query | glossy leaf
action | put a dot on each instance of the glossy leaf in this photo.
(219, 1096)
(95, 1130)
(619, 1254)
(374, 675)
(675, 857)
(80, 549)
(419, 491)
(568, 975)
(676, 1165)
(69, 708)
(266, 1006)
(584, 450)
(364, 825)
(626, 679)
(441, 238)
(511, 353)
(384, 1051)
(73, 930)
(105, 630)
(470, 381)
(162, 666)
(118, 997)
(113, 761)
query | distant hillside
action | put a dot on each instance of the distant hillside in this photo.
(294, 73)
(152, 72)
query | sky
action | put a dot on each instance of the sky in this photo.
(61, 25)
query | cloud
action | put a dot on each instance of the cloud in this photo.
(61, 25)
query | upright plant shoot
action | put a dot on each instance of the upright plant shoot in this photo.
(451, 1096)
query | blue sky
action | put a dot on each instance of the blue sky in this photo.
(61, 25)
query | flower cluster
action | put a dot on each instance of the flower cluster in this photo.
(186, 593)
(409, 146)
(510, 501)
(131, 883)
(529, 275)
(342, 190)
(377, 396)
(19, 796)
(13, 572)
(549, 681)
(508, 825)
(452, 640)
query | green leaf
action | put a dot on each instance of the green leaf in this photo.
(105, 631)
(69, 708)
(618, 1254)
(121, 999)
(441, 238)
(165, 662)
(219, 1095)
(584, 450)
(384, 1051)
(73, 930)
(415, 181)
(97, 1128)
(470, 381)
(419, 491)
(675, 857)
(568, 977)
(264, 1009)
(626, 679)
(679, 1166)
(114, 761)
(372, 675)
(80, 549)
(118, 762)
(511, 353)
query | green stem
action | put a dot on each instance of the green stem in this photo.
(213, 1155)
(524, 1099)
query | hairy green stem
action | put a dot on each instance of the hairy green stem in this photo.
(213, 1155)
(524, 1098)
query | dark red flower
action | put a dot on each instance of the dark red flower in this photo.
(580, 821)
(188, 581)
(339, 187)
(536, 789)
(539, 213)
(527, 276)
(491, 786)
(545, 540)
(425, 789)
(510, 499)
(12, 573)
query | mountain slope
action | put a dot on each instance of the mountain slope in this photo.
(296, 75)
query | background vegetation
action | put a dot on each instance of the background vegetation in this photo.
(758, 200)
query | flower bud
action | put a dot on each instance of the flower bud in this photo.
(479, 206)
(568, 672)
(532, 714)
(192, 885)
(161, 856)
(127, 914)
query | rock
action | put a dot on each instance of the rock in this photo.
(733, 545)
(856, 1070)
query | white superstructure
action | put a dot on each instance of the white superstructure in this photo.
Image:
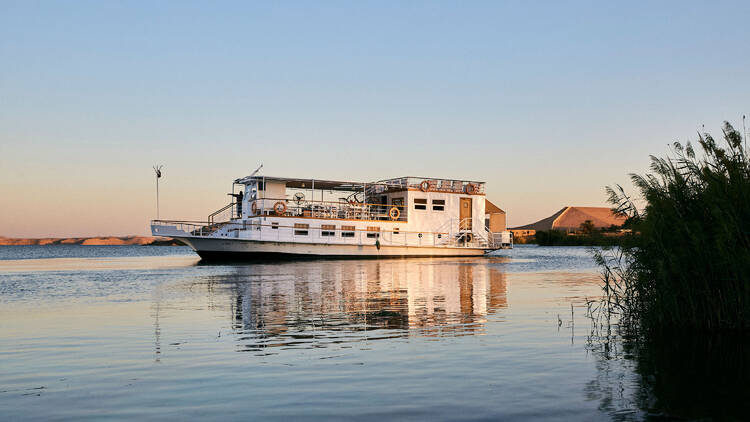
(408, 216)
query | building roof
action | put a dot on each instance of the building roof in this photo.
(570, 218)
(490, 208)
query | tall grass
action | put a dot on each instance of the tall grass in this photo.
(690, 266)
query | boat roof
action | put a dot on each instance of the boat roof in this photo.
(301, 183)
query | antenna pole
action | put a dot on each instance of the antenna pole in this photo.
(157, 170)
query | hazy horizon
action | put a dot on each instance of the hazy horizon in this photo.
(547, 103)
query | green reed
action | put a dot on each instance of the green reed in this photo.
(689, 267)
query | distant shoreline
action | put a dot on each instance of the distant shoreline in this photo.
(90, 241)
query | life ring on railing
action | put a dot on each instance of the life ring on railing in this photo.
(279, 208)
(394, 213)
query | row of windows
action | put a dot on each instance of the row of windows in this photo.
(329, 230)
(437, 204)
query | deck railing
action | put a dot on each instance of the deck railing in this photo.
(447, 236)
(429, 184)
(338, 210)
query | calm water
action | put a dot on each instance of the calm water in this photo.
(150, 333)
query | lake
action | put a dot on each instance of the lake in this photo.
(125, 332)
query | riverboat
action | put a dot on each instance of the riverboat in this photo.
(406, 216)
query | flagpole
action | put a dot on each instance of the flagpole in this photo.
(157, 170)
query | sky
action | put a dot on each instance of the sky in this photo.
(548, 102)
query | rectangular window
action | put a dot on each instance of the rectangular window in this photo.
(327, 230)
(301, 229)
(373, 232)
(347, 231)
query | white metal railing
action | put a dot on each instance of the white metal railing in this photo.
(328, 209)
(339, 234)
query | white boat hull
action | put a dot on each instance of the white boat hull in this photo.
(217, 248)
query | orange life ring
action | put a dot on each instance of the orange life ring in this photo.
(279, 208)
(394, 213)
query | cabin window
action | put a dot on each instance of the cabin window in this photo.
(373, 232)
(347, 231)
(301, 229)
(327, 230)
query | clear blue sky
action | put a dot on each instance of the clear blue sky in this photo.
(546, 101)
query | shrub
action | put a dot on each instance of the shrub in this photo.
(689, 267)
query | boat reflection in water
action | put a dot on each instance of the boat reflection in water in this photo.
(321, 303)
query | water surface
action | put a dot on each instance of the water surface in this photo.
(151, 333)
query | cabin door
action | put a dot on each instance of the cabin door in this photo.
(465, 214)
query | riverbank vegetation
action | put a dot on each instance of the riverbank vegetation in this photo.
(689, 267)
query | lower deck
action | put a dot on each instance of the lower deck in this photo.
(344, 237)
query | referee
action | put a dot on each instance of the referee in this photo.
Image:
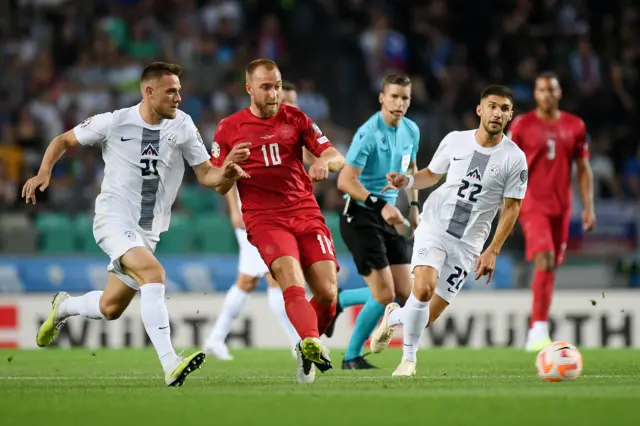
------------------------------------------------------------------------
What is expected: Above are the records; please copy exactly their first line and each line after it through the line containing "query | blue sky", and no line after that.

Exercise solution:
query | glossy leaf
action | put a dot on each instance of the glossy leaf in this photo.
(219, 1096)
(95, 1130)
(619, 1254)
(374, 675)
(675, 857)
(80, 549)
(419, 491)
(568, 975)
(676, 1165)
(69, 708)
(266, 1006)
(584, 450)
(364, 825)
(626, 679)
(441, 238)
(511, 353)
(384, 1051)
(73, 930)
(105, 630)
(470, 381)
(162, 666)
(118, 997)
(113, 761)
query | distant hillside
action | put a dot on each instance of the distant hillside in this photo.
(294, 73)
(152, 72)
query | sky
action | put a dot on each instance of the sky in this photo.
(61, 25)
query | cloud
action | put a dot on each instance of the cloud in this photo.
(61, 25)
query | upright plant shoot
action | put a dot on each instance of the upright plant shoot in this photo.
(451, 1096)
query | blue sky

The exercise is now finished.